YOUR ASSIGNMENT:
Beneath this task are records; count the lines among them that contain the word "cream" and answer with the number only.

Dataset entries:
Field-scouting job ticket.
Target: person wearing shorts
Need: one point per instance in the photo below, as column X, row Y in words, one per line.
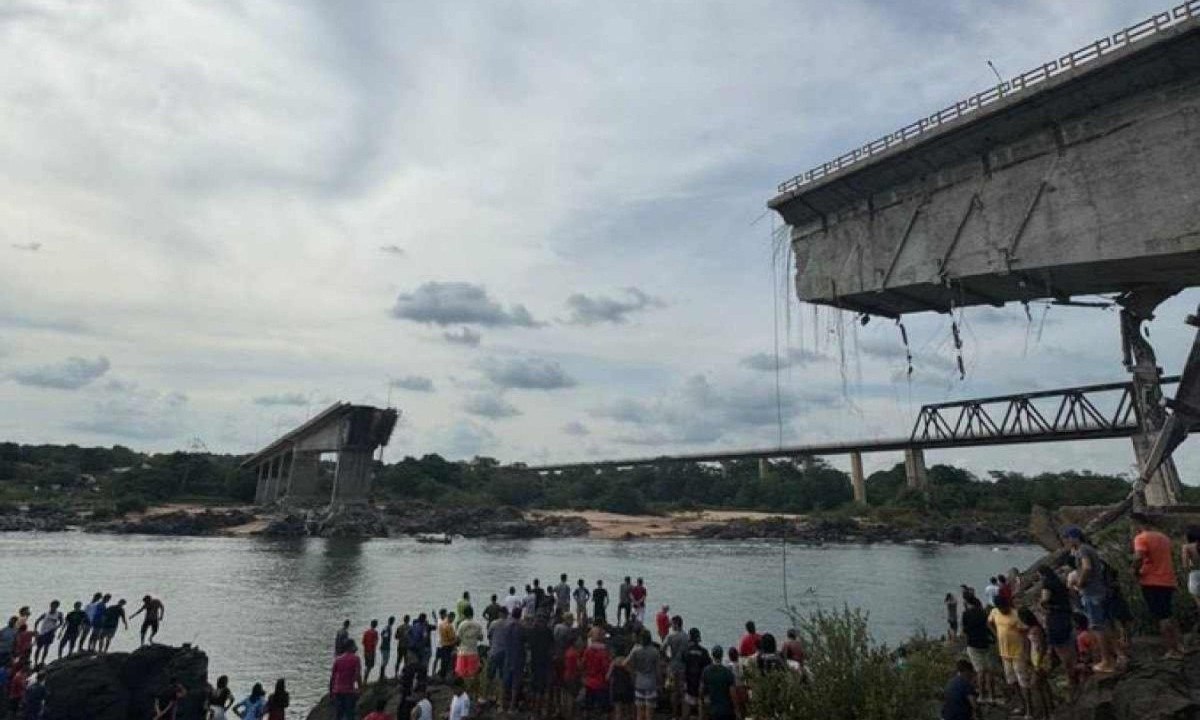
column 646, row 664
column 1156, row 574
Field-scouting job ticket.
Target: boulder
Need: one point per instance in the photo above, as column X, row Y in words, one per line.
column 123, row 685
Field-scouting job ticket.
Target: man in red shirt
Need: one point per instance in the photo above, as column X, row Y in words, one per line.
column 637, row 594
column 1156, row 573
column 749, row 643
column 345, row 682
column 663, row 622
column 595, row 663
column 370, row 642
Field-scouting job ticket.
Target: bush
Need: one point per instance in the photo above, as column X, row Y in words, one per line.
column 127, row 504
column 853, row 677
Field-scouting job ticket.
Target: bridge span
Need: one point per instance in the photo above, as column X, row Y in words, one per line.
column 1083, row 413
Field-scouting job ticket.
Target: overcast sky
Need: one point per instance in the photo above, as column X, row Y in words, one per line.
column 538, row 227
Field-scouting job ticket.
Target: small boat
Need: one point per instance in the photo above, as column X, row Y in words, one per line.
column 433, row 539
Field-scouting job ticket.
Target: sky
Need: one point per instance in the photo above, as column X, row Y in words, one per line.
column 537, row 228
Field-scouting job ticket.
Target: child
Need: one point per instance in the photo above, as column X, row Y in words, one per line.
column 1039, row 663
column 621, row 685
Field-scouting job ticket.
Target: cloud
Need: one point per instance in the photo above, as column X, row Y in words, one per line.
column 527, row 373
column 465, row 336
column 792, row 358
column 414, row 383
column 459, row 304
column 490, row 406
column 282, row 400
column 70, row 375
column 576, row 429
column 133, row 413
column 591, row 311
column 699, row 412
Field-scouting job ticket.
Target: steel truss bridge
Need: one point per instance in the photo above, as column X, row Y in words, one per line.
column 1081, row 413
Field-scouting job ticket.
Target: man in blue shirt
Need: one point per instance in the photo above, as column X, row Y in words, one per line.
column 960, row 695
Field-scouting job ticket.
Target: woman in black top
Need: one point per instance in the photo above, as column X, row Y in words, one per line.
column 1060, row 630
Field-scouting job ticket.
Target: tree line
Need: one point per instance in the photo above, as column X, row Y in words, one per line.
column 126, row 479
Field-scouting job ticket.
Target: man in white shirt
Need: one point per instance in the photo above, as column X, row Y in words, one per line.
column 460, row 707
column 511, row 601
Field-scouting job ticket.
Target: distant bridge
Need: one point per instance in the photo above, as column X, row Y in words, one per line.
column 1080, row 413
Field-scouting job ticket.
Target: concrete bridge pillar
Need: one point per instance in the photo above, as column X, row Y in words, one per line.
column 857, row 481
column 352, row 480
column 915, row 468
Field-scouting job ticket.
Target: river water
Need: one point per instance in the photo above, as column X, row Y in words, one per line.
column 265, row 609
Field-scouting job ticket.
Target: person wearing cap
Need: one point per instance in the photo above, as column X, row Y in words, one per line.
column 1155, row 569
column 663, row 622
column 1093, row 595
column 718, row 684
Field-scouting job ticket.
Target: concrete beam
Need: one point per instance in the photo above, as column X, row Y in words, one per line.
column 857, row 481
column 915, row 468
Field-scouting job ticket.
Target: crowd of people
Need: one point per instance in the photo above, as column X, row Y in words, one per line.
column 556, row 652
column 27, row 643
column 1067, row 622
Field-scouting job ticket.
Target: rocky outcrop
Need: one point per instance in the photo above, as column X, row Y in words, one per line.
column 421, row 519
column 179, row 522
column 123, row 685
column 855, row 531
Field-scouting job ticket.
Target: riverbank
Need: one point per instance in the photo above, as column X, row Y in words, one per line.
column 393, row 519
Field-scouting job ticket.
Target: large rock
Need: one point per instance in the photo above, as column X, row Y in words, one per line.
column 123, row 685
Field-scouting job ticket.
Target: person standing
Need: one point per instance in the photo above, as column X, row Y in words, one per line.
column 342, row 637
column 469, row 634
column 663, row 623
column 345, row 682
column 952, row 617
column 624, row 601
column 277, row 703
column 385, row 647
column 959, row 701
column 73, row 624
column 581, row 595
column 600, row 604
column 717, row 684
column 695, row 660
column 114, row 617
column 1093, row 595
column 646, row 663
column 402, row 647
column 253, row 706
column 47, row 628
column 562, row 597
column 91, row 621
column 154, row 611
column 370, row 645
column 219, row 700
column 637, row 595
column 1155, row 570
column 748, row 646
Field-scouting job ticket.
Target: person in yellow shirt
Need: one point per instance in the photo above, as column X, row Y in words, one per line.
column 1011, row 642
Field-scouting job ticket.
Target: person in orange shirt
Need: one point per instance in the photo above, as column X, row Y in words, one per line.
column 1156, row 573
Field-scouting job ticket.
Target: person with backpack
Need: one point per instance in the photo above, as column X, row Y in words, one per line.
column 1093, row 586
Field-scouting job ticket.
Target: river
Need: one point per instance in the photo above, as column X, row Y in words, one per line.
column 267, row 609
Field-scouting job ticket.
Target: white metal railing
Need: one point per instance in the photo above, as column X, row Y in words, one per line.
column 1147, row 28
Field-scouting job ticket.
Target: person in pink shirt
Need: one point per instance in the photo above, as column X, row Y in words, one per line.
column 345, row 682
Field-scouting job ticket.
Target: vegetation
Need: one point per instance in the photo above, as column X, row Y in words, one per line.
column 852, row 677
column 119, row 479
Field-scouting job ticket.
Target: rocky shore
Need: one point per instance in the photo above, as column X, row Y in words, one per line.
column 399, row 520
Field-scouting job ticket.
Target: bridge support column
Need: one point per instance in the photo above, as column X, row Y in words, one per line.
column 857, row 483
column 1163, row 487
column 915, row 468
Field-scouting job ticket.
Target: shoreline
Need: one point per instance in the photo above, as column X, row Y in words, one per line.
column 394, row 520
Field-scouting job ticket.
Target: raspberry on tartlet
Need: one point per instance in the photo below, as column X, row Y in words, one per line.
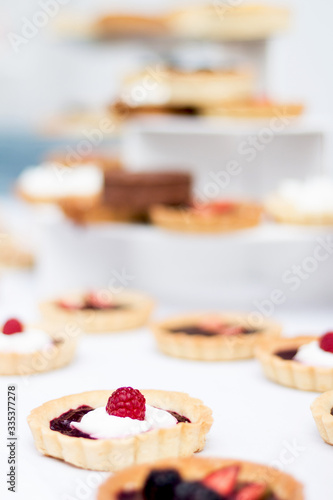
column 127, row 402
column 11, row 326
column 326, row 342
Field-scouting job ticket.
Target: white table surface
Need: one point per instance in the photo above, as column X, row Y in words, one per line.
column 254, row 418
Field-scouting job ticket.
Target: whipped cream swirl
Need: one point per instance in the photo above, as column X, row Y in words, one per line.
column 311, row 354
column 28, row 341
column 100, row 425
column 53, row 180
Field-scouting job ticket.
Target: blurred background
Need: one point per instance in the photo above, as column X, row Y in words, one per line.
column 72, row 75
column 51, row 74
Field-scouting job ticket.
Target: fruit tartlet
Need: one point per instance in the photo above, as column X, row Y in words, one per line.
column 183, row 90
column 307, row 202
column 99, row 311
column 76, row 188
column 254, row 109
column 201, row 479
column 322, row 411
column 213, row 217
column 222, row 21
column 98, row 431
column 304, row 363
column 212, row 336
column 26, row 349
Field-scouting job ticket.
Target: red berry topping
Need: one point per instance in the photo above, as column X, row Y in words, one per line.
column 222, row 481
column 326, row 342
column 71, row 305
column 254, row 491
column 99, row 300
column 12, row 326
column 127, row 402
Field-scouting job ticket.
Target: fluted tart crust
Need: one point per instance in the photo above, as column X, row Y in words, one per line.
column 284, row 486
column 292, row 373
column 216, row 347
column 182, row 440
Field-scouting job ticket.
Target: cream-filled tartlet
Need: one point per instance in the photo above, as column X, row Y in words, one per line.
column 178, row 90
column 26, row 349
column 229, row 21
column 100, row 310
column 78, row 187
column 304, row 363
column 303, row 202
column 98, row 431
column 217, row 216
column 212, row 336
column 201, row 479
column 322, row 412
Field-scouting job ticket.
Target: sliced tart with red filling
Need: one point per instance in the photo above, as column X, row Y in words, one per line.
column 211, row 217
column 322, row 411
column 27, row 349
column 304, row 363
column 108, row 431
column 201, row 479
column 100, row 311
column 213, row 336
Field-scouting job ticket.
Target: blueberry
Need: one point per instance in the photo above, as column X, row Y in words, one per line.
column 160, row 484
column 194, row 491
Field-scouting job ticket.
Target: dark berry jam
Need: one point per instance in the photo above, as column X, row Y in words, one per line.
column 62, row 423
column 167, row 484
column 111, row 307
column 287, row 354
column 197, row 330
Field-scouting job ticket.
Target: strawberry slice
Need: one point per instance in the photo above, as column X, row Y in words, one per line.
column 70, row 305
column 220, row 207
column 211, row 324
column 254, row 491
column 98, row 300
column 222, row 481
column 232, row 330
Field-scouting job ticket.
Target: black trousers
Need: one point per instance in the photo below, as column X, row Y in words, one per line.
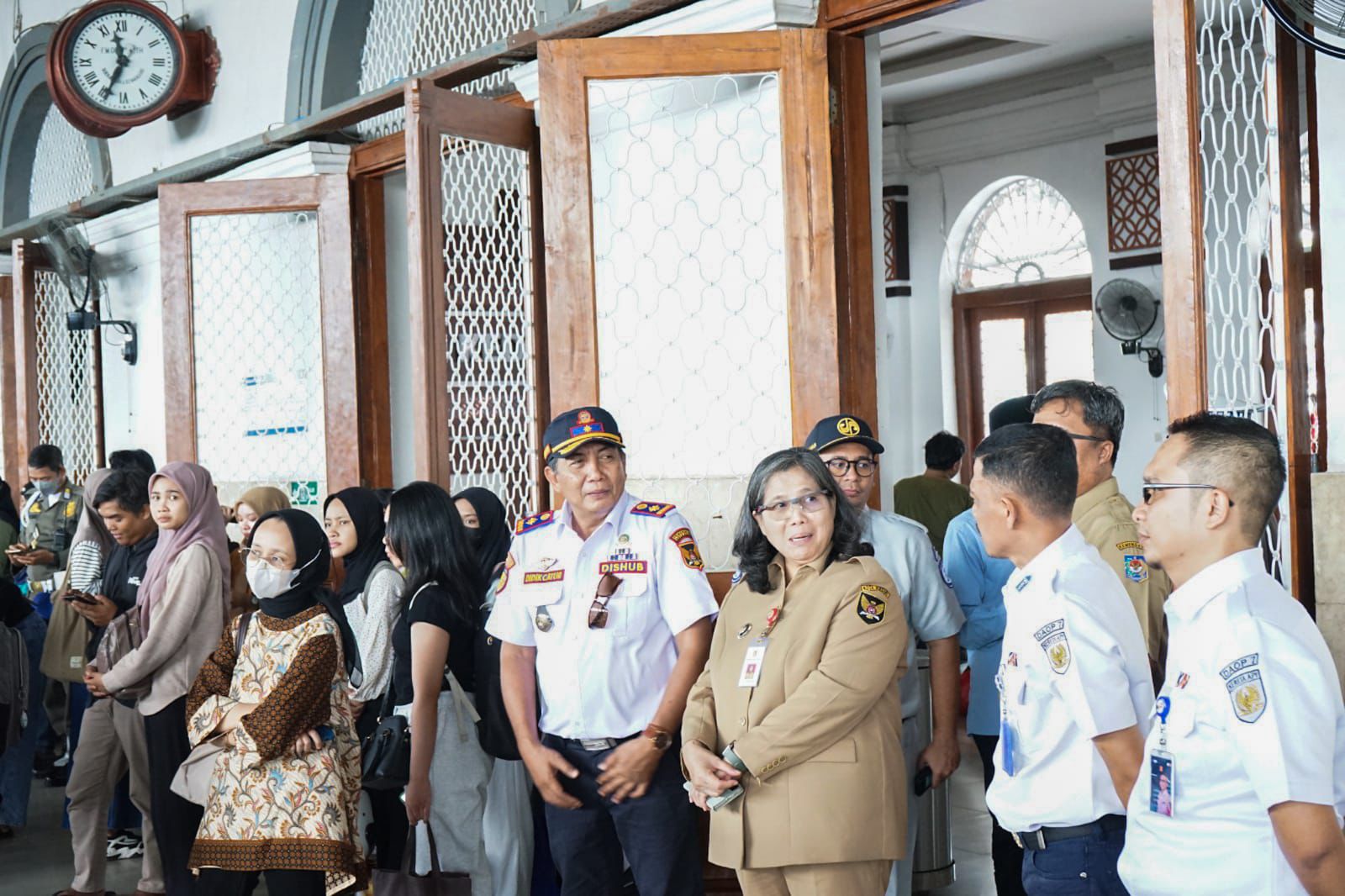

EXERCISE RESPONSE:
2